(Data extracted from a collection)
********************

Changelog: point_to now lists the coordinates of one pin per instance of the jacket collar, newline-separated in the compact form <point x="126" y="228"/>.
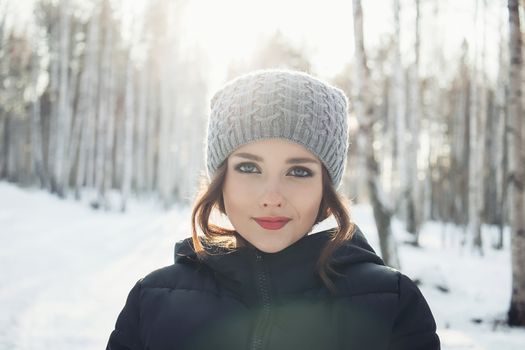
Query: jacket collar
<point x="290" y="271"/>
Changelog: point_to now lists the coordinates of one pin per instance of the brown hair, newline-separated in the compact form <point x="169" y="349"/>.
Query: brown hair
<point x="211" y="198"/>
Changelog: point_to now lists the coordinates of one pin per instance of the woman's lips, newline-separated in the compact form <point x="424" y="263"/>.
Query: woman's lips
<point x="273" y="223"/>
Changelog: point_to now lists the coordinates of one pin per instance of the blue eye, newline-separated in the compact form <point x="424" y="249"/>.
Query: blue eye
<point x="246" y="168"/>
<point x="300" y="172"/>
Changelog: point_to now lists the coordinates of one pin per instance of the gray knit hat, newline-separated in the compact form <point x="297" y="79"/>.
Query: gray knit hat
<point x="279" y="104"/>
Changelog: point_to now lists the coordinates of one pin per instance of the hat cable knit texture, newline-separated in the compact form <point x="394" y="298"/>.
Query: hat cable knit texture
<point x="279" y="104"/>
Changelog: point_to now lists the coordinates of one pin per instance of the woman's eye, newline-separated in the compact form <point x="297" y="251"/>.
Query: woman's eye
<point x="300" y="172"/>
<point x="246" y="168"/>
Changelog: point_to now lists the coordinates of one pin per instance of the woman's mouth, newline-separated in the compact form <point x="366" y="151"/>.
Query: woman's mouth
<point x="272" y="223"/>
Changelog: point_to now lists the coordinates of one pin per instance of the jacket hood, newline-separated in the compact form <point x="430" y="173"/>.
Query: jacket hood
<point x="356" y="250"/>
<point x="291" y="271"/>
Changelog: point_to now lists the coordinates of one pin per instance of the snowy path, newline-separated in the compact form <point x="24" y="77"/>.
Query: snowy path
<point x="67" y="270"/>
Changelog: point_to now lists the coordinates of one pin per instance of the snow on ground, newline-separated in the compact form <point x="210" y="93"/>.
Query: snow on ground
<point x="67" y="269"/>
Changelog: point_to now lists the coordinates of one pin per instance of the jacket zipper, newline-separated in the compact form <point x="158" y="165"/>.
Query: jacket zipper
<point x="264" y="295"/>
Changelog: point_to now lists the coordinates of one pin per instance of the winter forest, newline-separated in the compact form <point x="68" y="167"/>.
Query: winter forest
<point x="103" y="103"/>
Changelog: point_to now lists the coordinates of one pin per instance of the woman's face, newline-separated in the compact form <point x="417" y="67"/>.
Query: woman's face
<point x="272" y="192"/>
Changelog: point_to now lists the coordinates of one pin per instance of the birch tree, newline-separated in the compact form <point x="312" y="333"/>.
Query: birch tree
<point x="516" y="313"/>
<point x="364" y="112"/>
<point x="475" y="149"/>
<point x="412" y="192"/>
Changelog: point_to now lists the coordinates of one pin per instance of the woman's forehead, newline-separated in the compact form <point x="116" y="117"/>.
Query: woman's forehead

********************

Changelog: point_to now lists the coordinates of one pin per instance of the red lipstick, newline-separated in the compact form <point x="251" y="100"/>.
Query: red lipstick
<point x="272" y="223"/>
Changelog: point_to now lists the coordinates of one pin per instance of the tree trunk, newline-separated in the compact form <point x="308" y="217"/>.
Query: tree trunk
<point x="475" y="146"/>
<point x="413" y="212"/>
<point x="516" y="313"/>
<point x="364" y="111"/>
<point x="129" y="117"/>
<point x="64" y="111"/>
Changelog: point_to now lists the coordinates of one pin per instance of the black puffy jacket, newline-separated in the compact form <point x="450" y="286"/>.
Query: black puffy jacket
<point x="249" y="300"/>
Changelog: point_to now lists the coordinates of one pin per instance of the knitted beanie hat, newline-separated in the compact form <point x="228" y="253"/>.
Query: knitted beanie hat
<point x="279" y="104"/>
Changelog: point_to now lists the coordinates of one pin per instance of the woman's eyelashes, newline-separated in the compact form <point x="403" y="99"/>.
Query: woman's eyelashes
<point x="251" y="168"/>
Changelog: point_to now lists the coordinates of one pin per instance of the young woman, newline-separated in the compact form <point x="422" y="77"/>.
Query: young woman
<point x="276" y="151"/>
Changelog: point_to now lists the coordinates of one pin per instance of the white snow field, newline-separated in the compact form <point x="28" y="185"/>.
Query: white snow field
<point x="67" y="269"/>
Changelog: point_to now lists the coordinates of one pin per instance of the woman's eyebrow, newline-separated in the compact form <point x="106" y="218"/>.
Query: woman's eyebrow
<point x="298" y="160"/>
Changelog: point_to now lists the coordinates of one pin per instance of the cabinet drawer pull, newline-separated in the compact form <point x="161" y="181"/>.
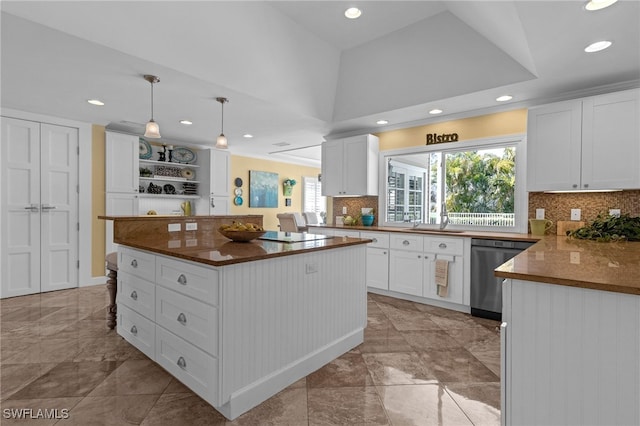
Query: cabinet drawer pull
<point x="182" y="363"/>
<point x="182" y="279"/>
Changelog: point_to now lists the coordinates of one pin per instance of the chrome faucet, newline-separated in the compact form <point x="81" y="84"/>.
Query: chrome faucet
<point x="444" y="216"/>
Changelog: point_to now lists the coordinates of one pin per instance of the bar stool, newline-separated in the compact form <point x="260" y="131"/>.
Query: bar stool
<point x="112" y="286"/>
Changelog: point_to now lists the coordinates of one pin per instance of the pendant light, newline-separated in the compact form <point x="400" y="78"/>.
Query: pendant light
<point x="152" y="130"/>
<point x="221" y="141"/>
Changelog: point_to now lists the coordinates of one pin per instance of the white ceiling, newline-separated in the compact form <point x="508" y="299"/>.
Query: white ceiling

********************

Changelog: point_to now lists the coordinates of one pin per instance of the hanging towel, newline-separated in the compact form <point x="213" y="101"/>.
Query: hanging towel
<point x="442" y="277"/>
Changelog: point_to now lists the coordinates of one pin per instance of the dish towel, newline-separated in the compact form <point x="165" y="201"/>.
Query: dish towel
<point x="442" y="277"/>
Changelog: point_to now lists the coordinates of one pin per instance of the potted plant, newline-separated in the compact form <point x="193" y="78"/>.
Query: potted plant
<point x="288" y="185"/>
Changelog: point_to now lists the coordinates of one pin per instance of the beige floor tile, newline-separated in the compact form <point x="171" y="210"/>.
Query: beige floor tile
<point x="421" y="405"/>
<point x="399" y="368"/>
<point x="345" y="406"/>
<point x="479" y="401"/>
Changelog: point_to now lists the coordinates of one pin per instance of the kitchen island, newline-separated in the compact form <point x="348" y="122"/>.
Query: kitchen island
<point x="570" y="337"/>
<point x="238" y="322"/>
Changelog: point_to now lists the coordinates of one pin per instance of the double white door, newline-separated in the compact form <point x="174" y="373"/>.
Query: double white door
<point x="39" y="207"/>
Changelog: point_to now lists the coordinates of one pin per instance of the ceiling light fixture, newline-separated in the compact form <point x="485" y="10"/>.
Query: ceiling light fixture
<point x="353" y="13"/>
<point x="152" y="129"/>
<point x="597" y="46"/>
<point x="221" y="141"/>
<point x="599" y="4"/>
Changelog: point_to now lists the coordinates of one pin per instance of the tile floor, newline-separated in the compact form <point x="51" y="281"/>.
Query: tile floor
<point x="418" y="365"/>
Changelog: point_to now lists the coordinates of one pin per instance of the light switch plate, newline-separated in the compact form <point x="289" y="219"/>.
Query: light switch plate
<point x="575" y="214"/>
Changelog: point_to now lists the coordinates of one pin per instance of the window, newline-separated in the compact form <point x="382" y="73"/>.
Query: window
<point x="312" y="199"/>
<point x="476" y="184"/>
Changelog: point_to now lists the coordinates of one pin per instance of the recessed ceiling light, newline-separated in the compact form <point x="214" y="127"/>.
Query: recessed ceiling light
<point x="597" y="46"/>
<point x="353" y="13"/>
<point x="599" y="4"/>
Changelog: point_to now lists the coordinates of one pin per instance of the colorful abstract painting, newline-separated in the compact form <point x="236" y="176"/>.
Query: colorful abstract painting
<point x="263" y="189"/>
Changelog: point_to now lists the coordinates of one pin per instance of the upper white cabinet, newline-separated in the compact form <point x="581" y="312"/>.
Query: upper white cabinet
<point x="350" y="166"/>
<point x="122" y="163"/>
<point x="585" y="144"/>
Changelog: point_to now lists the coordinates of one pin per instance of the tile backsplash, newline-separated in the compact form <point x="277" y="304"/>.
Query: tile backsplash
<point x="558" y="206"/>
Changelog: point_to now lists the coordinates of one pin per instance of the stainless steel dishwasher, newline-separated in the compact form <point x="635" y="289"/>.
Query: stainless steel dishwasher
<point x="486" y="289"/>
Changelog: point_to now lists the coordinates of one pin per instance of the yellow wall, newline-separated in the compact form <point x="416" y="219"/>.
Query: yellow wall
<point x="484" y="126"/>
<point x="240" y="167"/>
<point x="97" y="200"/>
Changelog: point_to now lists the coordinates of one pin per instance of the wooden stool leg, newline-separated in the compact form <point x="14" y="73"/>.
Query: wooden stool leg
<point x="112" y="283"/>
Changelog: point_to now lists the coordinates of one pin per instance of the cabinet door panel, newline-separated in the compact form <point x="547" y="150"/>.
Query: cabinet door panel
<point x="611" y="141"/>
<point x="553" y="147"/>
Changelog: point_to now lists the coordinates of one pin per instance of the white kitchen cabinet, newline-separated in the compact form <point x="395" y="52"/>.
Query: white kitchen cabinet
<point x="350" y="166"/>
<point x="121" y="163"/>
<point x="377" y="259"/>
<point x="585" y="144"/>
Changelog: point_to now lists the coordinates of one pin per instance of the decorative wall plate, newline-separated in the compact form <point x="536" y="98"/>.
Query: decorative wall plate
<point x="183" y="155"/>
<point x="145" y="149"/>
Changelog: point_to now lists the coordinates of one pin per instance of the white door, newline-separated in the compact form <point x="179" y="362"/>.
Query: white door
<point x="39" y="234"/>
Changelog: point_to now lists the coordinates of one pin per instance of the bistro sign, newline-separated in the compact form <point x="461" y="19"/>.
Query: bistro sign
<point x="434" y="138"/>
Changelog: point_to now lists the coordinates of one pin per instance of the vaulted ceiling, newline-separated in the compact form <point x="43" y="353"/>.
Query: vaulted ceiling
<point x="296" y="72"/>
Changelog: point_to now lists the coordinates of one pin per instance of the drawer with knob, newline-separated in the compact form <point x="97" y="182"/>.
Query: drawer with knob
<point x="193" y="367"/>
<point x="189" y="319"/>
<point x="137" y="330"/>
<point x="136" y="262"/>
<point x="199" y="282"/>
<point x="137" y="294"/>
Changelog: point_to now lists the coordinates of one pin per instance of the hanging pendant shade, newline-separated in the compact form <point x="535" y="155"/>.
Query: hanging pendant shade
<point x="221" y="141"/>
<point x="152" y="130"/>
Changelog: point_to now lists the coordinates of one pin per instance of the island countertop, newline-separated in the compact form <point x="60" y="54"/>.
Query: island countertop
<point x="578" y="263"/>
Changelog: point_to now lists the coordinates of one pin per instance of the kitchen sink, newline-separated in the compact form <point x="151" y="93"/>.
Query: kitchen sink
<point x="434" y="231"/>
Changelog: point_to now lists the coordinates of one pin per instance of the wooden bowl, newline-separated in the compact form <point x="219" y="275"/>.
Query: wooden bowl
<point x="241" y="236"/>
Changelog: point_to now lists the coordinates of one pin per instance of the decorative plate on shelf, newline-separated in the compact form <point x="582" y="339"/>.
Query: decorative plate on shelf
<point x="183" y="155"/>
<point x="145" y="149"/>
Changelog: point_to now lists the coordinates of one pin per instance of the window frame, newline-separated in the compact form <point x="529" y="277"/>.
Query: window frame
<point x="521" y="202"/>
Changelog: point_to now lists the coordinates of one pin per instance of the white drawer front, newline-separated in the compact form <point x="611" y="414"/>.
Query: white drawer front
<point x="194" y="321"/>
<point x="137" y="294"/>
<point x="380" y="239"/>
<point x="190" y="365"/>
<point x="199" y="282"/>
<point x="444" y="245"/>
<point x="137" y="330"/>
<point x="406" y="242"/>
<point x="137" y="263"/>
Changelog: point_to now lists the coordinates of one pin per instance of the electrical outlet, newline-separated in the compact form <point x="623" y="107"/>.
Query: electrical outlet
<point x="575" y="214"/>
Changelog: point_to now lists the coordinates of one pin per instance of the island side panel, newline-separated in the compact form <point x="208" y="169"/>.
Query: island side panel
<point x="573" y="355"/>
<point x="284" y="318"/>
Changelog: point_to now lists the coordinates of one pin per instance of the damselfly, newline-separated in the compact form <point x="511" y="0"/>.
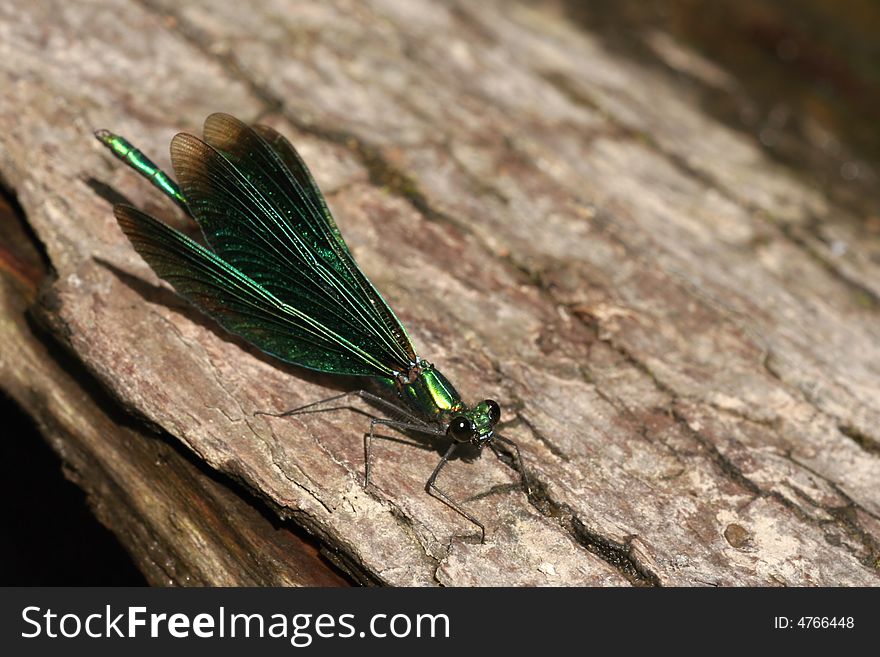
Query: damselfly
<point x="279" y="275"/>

********************

### Exercise description
Which lines in the records above contain the string "birch", matching case exactly? Copy out each of those lines and leave out the rest.

### Completed task
Changelog: point_to now lists the coordinates of one pin per instance of the birch tree, newline-separated in the compact form <point x="312" y="333"/>.
Query: birch tree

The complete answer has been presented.